-- Start of Reading text --

State Representative Gayle Harrell wants to help prevent this type of wrongful conviction by requiring police to use officers who are unfamiliar with a crime or suspect when conducting a live or photo lineup. This will allow for an independent administrator of sorts to offer an unbiased assessment of the case, with the idea that this will help prevent some biases or influence when working with victims to identify criminals. Though this law would not be enforced by penalty for non- compliance, defense attorneys would be able to raise non-compliance of the independent review during a trial. Currently, there is no major objection from police chiefs and sheriff departments.

-- End of Reading text --
-- Start of Data section --

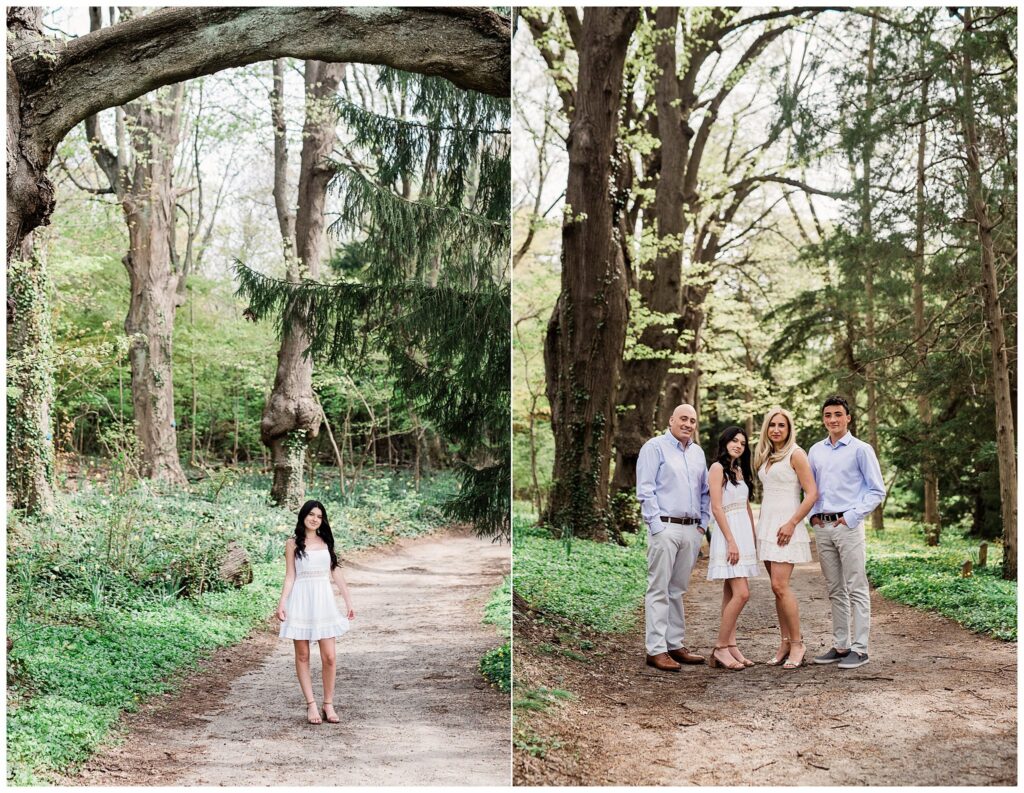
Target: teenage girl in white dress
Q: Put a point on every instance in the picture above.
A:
(307, 609)
(732, 545)
(782, 537)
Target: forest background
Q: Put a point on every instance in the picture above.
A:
(741, 208)
(155, 462)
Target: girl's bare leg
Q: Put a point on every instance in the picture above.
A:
(305, 679)
(329, 664)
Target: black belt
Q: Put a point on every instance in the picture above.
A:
(681, 520)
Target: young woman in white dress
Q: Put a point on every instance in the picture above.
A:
(307, 609)
(732, 546)
(782, 538)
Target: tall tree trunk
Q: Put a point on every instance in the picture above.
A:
(292, 415)
(865, 230)
(148, 208)
(659, 285)
(932, 525)
(587, 331)
(30, 385)
(978, 207)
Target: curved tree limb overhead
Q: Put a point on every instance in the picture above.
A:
(64, 83)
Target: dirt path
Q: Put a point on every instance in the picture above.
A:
(935, 706)
(414, 709)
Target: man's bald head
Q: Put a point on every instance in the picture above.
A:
(683, 423)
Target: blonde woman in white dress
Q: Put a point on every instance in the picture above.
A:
(781, 533)
(732, 557)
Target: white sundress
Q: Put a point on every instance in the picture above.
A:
(734, 504)
(311, 613)
(781, 499)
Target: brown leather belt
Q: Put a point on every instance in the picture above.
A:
(681, 520)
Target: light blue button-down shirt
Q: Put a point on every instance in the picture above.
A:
(672, 481)
(848, 476)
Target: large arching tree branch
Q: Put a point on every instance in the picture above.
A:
(68, 82)
(54, 85)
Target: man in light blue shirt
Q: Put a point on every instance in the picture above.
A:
(850, 487)
(672, 487)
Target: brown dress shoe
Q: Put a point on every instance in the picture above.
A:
(664, 662)
(683, 656)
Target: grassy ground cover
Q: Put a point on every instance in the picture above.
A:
(902, 568)
(117, 593)
(497, 664)
(598, 585)
(601, 585)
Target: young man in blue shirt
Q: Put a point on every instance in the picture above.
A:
(850, 487)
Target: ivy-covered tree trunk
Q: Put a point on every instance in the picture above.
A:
(978, 209)
(658, 284)
(587, 330)
(292, 415)
(30, 386)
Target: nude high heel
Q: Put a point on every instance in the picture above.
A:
(776, 661)
(715, 663)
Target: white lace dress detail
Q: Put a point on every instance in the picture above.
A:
(781, 498)
(311, 612)
(734, 505)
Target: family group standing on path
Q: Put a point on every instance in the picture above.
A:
(842, 484)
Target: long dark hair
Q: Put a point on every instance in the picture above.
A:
(744, 459)
(324, 532)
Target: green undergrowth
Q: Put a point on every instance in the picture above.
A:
(597, 585)
(114, 597)
(496, 665)
(902, 568)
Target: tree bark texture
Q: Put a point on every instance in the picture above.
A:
(54, 85)
(587, 330)
(30, 386)
(865, 228)
(978, 210)
(292, 414)
(659, 280)
(148, 205)
(932, 524)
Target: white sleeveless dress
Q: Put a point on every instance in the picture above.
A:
(734, 504)
(781, 498)
(311, 613)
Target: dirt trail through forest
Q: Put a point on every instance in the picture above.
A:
(937, 705)
(414, 708)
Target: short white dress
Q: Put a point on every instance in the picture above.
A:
(781, 499)
(311, 613)
(734, 504)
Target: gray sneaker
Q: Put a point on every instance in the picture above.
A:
(830, 657)
(853, 660)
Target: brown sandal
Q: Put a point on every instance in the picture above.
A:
(745, 662)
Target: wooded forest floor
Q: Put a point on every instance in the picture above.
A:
(935, 706)
(414, 708)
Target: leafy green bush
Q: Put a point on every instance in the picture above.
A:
(497, 667)
(105, 604)
(599, 585)
(902, 568)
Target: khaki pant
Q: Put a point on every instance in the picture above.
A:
(841, 552)
(671, 555)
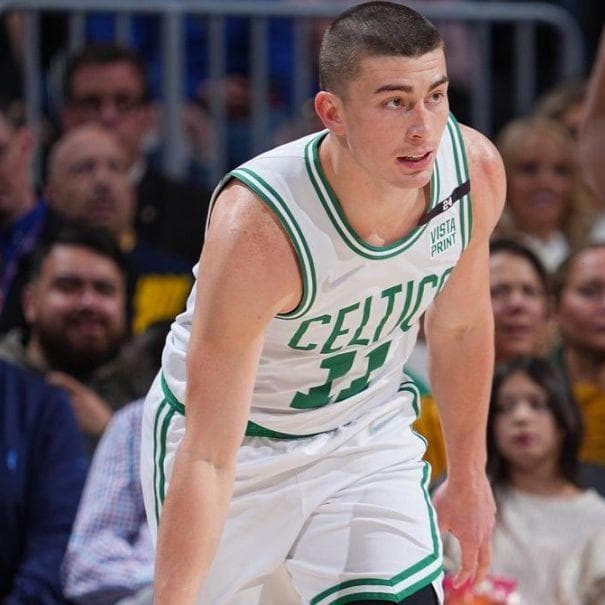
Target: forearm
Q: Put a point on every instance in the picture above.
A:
(461, 371)
(190, 527)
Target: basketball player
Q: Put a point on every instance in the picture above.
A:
(279, 428)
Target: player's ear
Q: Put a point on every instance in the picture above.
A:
(329, 109)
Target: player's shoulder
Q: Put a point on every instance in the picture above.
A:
(481, 152)
(488, 178)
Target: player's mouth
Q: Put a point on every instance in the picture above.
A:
(417, 161)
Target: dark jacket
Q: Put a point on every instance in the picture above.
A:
(171, 214)
(42, 473)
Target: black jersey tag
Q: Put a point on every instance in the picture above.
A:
(456, 195)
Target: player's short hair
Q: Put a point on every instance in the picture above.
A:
(102, 54)
(369, 30)
(561, 403)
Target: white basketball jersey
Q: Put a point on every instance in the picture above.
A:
(341, 352)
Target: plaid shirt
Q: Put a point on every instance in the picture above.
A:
(110, 552)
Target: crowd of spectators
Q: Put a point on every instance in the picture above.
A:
(96, 262)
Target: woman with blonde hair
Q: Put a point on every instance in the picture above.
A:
(547, 208)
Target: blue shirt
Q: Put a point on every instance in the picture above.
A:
(42, 473)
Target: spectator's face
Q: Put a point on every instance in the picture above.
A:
(88, 181)
(540, 181)
(15, 156)
(581, 305)
(520, 306)
(76, 308)
(111, 95)
(525, 430)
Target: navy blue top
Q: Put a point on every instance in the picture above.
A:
(42, 473)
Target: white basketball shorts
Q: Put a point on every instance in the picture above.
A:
(347, 512)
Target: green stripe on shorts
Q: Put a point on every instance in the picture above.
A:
(398, 587)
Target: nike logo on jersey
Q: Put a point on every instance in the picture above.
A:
(330, 284)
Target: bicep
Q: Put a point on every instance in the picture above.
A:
(248, 273)
(465, 297)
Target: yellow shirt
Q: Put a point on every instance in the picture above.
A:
(429, 426)
(591, 400)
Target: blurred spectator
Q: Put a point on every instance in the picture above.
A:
(579, 289)
(106, 84)
(520, 292)
(75, 307)
(43, 472)
(110, 553)
(546, 206)
(22, 213)
(550, 533)
(593, 128)
(564, 104)
(109, 559)
(87, 182)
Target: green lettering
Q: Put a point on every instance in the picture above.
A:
(364, 320)
(390, 294)
(293, 344)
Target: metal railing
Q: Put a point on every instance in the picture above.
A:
(481, 17)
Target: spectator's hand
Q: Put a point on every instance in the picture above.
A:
(467, 510)
(92, 413)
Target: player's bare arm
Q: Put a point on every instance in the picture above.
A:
(248, 273)
(459, 328)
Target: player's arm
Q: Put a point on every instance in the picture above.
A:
(248, 273)
(592, 133)
(460, 337)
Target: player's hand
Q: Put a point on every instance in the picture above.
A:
(92, 413)
(466, 509)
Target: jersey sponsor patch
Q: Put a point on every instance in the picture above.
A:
(442, 236)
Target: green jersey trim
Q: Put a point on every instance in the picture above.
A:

-- End of Data section --

From the text about police lineups, list every law-enforcement group or role it names. The records have no connection to the text about police lineups.

- police
- officers
- police chiefs
- sheriff departments